■ Text provided
==============================
Over the years, Leola has learned how best she can contribute. She helps with legal expertise, contract review, and consensus building. She mentors leaders, especially in board development, and helps board members be as effective as possible.
Ever the advocate, Leola also helps people build negotiation skills, not just for salary negotiations, but around conditions at work. “At the places I volunteer, I get to know the folks that work there and learn about their personal struggles. Are they living with some dysfunction in the family? Do they have illness in the family? Do they have cancer themselves? I will talk to people and just encourage them. Bob and I both share this. We both feel that when you support an organization, you're actually supporting the people doing the work.”
Values into Action
Although Leola was raised American, her mother Yuriko, ingrained in her the very Japanese values of mutual respect, collective responsibility, and social harmony. These were the values that Yuriko embodied throughout her long life. She was a community mediator in Japan, helping facilitate dialogue between arguing neighbors. Then towards of the end of her life, she served San Jose’s Japantown as a volunteer librarian.
From her father Harry, Leola learned the Jewish value of Tikkun Olam, a central principle of Judaism which means repairing the world. Leola laughs, “I got it from both sides! Through my parents I came to believe and practice the importance of giving back.”
A Natural Fit
In the 1990s, Georgia Brauer was serving as president of the Community Foundation’s Board of Trustees. It was Georgia, a dear friend of Leola and Bob’s, that first invited them to open a Donor-Advised Fund (DAF) at the Foundation as a centralized place to do their charitable giving. Leola says, “The idea of joining the Community Foundation family came very naturally to me.” And then, in true Leola fashion, she joined the Board and served for nine years from 2006 – 2014. In that time, she was on every possible committee including the scholarship committee, the grantmaking committee, and the executive committee.
I am so proud of our Community Foundation. I know the cast of characters, I know the outreach, I've seen the trajectory of growth, and I can say with confidence that it is incredibly well run.
- Leola Lapides
Bob and Leola have had their DAF for over 30 years now. She says, “At the time we opened it, my kids were young, and as they grew, it gave us the wonderful opportunity to teach them the importance of giving time, giving effort, and giving money as much as you can to causes you believe in.”
==============================
■ Stored items

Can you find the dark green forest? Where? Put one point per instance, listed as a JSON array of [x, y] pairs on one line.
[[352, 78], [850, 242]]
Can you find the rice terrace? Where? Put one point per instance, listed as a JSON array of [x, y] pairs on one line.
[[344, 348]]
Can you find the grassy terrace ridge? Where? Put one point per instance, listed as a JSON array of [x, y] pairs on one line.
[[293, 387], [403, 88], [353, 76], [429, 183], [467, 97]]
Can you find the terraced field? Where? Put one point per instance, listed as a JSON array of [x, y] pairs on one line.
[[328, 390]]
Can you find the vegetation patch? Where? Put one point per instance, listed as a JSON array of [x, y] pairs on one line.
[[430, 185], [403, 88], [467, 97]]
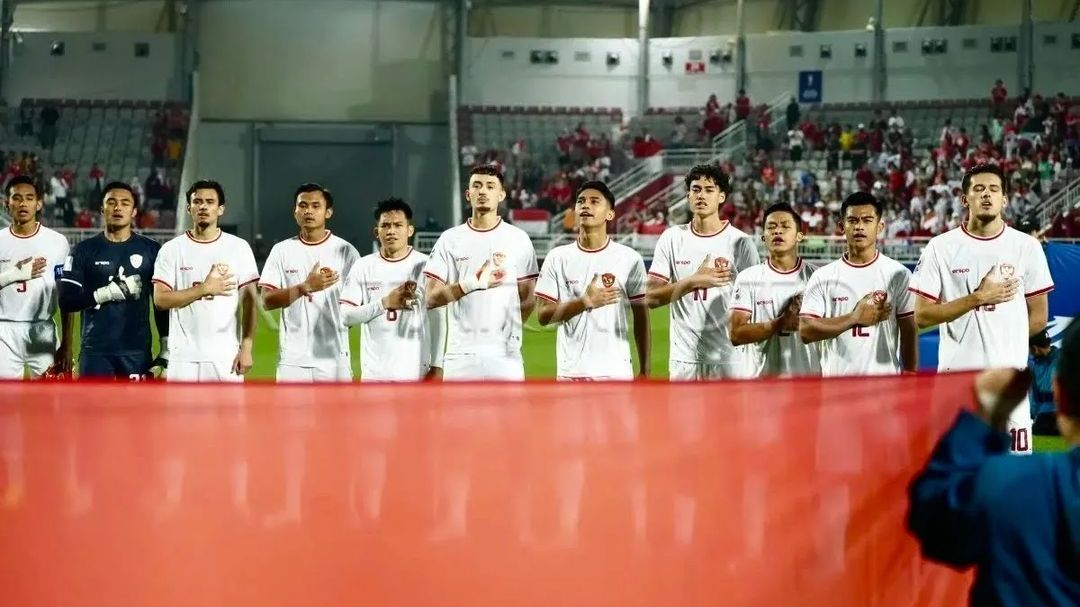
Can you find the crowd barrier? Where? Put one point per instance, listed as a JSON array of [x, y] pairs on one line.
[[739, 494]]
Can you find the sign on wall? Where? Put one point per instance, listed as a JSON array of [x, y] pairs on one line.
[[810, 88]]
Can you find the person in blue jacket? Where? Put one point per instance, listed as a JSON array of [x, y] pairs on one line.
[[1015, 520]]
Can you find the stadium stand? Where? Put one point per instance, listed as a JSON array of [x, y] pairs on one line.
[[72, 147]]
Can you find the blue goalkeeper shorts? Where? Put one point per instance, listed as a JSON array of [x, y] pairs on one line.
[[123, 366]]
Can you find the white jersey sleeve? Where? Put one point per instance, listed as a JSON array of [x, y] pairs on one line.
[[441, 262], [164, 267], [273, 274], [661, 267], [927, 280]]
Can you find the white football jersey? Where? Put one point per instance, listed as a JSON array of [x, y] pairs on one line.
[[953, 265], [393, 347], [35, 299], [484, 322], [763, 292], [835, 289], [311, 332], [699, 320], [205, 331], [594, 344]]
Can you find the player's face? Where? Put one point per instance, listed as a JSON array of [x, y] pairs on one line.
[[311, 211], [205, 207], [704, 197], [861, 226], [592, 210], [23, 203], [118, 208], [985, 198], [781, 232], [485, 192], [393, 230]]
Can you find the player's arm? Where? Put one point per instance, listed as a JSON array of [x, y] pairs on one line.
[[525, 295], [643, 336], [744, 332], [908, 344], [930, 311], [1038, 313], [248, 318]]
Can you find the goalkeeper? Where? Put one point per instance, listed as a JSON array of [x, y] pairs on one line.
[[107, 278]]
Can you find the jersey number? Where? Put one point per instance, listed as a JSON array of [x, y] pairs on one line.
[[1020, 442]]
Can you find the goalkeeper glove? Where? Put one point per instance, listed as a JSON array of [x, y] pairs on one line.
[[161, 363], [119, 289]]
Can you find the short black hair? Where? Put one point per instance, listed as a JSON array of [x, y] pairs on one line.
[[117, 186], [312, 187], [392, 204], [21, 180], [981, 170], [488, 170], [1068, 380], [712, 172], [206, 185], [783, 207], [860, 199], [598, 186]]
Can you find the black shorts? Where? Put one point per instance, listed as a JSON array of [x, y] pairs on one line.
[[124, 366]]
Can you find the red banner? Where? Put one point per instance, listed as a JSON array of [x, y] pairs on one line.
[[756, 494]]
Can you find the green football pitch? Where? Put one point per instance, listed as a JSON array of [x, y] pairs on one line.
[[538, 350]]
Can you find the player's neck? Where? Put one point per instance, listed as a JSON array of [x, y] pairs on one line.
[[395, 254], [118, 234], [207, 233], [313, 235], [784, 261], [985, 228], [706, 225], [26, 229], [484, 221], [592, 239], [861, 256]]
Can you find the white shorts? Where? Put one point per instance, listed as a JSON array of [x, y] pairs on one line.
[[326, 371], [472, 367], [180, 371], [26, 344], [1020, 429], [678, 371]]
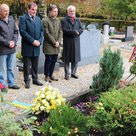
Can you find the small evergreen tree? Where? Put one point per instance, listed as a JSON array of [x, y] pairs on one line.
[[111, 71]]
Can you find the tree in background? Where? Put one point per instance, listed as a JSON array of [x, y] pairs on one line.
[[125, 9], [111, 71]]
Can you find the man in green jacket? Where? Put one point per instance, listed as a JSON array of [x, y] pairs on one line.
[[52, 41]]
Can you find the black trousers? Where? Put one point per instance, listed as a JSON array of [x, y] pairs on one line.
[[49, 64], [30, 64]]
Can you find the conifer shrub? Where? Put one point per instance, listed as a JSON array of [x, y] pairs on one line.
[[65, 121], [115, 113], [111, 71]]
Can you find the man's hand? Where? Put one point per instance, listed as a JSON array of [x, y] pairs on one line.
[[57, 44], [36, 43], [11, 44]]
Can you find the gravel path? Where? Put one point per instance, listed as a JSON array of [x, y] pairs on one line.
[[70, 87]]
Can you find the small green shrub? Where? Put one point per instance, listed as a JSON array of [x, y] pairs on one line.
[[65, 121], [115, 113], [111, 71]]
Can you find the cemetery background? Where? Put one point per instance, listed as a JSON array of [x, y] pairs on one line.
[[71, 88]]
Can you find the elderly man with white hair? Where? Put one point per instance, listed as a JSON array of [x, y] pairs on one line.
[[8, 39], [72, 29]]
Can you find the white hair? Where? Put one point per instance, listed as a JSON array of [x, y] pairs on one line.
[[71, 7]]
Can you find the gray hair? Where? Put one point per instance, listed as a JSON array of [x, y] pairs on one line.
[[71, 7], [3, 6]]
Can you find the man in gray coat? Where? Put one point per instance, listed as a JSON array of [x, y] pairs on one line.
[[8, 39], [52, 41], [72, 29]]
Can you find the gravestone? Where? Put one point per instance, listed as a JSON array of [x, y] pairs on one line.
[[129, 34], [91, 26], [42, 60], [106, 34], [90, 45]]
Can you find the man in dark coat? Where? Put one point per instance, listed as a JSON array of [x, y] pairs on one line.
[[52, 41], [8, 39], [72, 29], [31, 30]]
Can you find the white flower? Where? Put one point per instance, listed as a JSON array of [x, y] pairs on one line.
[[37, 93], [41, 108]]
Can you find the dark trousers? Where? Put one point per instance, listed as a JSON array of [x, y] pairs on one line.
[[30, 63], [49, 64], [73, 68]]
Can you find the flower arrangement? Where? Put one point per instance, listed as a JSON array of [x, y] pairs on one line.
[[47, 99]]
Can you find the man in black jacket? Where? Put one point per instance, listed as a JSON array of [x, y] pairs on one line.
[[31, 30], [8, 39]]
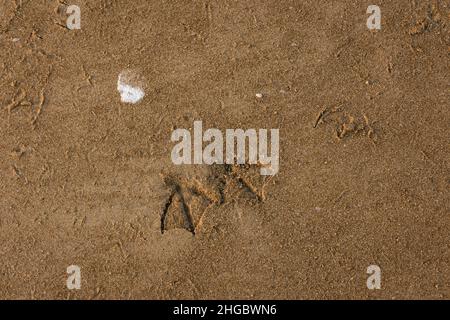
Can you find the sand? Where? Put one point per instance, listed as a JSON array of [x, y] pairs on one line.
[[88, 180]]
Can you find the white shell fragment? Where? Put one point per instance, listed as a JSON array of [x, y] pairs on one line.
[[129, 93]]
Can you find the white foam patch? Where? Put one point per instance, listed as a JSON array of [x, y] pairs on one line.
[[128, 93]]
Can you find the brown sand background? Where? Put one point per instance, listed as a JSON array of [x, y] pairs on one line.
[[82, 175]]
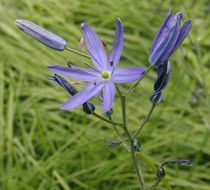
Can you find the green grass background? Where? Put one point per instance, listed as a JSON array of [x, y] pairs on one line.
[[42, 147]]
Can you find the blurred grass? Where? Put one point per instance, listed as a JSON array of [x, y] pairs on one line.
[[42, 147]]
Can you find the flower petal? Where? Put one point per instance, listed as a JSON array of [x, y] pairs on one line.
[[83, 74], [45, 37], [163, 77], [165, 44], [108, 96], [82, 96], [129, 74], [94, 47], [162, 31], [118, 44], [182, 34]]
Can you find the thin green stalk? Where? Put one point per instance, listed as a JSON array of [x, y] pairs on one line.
==============================
■ Assignment 1
According to the profile of Leola Lapides, how long did she serve on the Community Foundation's Board?
■ Assignment 2
Return the part of the Leola Lapides profile from "A Natural Fit" to "incredibly well run.", copied word for word.

■ Expected answer 1
She served for nine years, from 2006 to 2014.

■ Expected answer 2
A Natural Fit
In the 1990s, Georgia Brauer was serving as president of the Community Foundation’s Board of Trustees. It was Georgia, a dear friend of Leola and Bob’s, that first invited them to open a Donor-Advised Fund (DAF) at the Foundation as a centralized place to do their charitable giving. Leola says, “The idea of joining the Community Foundation family came very naturally to me.” And then, in true Leola fashion, she joined the Board and served for nine years from 2006 – 2014. In that time, she was on every possible committee including the scholarship committee, the grantmaking committee, and the executive committee.
I am so proud of our Community Foundation. I know the cast of characters, I know the outreach, I've seen the trajectory of growth, and I can say with confidence that it is incredibly well run.